Davutoğlu'ndan göçe karşı hazırlık
Abone olDışişleri Bakanı Ahmet Davutoğlu, herhangi bir göçe karşı hazırlık yapıldığını söyledi
Suriye’deki olayların giderek tırmandığını belirten
Dışişleri Bakanı Ahmet Davutoğlu, herhangi bir göçe karşı hazırlık
yapıldığını söyledi. Davutoğlu, “Rakamların çok olmasını arzu
etmeyiz” dedi.
Dışişleri Bakanı Ahmet Davutoğlu, NTV’nin canlı yayınına konuk
oldu. Davutoğlu, Suriye'deki olaylar başta olmak üzere merak edilen
sorulara cevap verdi. İşte Davutoğlu'nun cevapları:
Seçmenlerle bir arada olmak normal bir diplomasiyi
yürütmekten daha mı kolay?
İkisinin de kolay ve zor yanları var. Ama seçmenle
bir arada olmak psikolojik olarak çok farklı. Diplomaside söz, dil
ile zihin arasında bir ilişki kuruyorsunuz, seçmenle ilişkide
kalpten kalbe bir iletişim kurabilirseniz etkili oluyor. Ben üç
hafta içinden 31 ilçeye gideceğim dedim, 31’ini tamamladım. 35’e
yakında beldeye gittik. Bütün o bölgenin nabzını seçmenlerimizle
birlikte duyma imkanımız oldu.
Seçmenle bir arada olmak nasıl bir izlenim
bırakıyor?
Bir kere sizin gerçek güç kaynağınızla doğrudan temasa geçmen ve
desteklerini hissetmek daha bir insanın özgüvenini arttırıyor. Türk
toplumunun Türkiye ile ilgili beklentisi çok yüksek. Bu tabii bizi
zorlayan bir şey. Ama bir yandan da vasat bir ülke olmayı kabul
etmeyen bir toplum. Aslında biz son 8 yıldır dış politikamızla bunu
aşılamak istiyorduk. Halk bu mesajı almış, Türkiye'nin artık
uluslararası bir aktör olduğunu anlamış bu sefer daha fazlasını
talep ediyor. Dış politika gibi elit bir konu gibi görünen bir
hususun halkımız tarafından bu derece yakın takip edilmesi,
benimsenmesi ve yapmak istediklerimizin bu derece doğru anlaşılmış
olması... Gerçekten çok olumlu tepkiler aldım. İsveç’te bir Türk
vatandaşımız ‘Çok teşekkür ederim’ dedi. ‘Eskiden Türk olduğumuzu
söylemezdik, artık sorsalar da Türk olduğumuzu söylesek diye
düşünüyoruz’ dedi. Konya’yı da temsil edeceksem kendim görmem
lazım. Akademisyen olarak hep talebeyiz. Bu sefer pratik içinde
öğrenme, görme ve insanları tanımam lazımdı. Bir ay içinde doğrudan
alan içinde bir eğitim oluyor.

▶ **Görev Girdileri**:
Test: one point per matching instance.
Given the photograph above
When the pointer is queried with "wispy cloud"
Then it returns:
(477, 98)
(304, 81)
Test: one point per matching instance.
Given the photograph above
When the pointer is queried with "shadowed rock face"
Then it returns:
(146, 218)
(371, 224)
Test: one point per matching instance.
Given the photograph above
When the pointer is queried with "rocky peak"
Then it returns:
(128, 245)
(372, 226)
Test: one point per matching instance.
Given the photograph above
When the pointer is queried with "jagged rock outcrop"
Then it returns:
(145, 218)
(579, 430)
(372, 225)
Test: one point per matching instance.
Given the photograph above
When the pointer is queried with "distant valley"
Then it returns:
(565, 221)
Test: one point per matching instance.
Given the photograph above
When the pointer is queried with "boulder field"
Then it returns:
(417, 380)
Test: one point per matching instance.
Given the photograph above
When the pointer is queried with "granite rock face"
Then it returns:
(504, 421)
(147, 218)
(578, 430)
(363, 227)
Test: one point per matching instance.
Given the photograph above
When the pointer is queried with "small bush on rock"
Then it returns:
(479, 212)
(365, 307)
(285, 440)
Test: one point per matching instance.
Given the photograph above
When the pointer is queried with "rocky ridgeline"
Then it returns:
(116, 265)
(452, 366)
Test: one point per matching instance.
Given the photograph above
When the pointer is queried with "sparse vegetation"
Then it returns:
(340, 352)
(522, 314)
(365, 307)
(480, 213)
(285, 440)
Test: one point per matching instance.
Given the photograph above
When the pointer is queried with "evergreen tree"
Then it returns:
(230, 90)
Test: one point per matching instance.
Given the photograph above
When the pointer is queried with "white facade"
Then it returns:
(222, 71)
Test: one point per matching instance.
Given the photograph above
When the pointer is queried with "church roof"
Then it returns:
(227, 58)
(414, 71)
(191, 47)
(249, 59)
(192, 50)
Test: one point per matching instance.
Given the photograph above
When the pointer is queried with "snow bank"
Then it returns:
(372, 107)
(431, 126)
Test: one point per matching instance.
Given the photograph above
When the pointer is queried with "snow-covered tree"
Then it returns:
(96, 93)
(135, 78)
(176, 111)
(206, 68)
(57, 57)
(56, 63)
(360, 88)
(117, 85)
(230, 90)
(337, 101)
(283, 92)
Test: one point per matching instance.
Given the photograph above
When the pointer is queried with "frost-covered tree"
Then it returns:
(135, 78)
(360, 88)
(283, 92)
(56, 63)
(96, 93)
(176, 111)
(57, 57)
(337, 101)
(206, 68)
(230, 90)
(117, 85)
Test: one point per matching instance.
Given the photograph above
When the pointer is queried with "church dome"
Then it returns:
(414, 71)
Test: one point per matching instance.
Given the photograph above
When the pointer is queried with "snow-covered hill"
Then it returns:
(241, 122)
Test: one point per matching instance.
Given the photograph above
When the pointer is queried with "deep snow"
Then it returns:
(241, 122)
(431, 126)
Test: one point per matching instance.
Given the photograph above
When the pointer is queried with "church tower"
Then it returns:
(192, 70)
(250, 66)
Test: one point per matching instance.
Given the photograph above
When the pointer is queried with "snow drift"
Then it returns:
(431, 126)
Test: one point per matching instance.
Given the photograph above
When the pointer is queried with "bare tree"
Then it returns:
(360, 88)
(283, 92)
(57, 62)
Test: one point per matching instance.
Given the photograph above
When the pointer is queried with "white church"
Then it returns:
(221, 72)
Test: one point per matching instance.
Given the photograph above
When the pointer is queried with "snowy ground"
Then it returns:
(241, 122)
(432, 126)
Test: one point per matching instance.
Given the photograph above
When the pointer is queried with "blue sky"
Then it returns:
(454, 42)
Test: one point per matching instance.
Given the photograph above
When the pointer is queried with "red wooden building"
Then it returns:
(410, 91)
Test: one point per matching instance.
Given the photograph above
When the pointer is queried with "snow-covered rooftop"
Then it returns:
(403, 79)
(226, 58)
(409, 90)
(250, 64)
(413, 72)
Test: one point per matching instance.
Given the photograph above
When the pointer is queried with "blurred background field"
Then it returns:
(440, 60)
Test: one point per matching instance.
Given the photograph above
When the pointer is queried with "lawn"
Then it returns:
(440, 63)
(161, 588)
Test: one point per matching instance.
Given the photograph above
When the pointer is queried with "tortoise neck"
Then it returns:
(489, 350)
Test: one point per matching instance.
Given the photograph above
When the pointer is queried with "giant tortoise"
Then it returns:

▶ **Görev Tanımı 1**:
Satırlar arasında "church" kelimesini barındıran her satırı bulunuz ve bu satırları kopyalayınız.
▶ **Görev Tanımı 2**:
Davutoğlu söyleşisini, son cümlesinden sonra gelecek şekilde devam ettiriniz.
Davutoğlu söyleşisi ile satırlar birbirinden farklı kaynaklardan alınmıştır.

▶ **Görev Çıktısı 1**:
When the pointer is queried with "church roof"
When the pointer is queried with "church dome"
When the pointer is queried with "church tower"
When the pointer is queried with "white church"

▶ **Görev Çıktısı 2**:
Yeniden dışişleri bakanı olursak halkla daha sağlam bir
iletişim kurma düşünülür mü?
Bunu yapmaya aslında başlamıştık. Daha önce büyükelçiler
konferansları, diplomatik toplantılar Ankara’da yapılırdı. Ben ilk
toplantıyı Mardin’de yaptım. Bu sene başında Erzurum’da yaptık, bir
sonrakini Edirne’de yapacağız. Eskiden Ankara dışında İstanbul’da
dışişleri bakanlığı temsilcimiz vardı, şimdi İzmir’e de atadık, bir
de Antalya’ya açacağız. Ben uluslararası toplantıları yayma
düşüncesindeyim. Geçen sene Sayın Papandreu’yu Sayın Başbakanımızla
görüşmek için Erzurum’a getirdik. Böyle ziyaretleri, önemli
toplantıları diğer şehirlerimize yayma konusunda daha adımlar
atacağız.
Diğer partilerin adayları veya yerel yöneticileri size ilgi
gösteriyorlar.
Evet, bu çok sık oluyor. Bir ilçeye gittiğimde belediye başkanı
başka bir partiden de olsa ziyaret ettim. Orada bir seçim bürosu
varsa gittim, sohbet ettim. Biz bütün Konya’yı temsil ediyoruz,
siyasi rekabet var tabii ama... CHP, MHP ilçe başkanları beni
karşılamaya geldiler, bunlar demokrasinin güzel taraflarıdır. Şu
ana kadar da bir gerilim ortamı hiç olmadı.
Otobüsteki kadar büyük bir fotoğrafınız hiç
olmamış
O da alışamadığım bir şey, bakmamaya çalışıyorum.
Şu anda dış politikada en önemli sorun nedir?
En önemli konu Ortadoğu’daki değişim dalgası ve Suriye.
Ortadoğu’daki değişim dalgasını mikroskobik ölçüde takip etmek,
alanda ne oluyor ne sonuçlar doğurur Türkiye'nin menfaatleri
açısından ne sonuçlar doğurur bunlar birinci gündem maddemizi
oluşturmaya devam edecek. Balkanlar’da önemli gelişmeler oluyor,
muhtemelen seçim sonrası kısa bir Balkan turu yapacağım. Miladiç’in
yakalanması tabii Sırbistan’ın attığı çok önemli bir adımdı ama
Bosna Hersek’te hâlâ bir hükümet kurulamadı.
Suriye sınırına yığılmalar var, daha geliş olur
mu?
Biz olayların başlamasına müteakip zaten olabilecek muhtemel
gelişmeleri kurumlarımız arasında bir çalışma yürütüyorduk.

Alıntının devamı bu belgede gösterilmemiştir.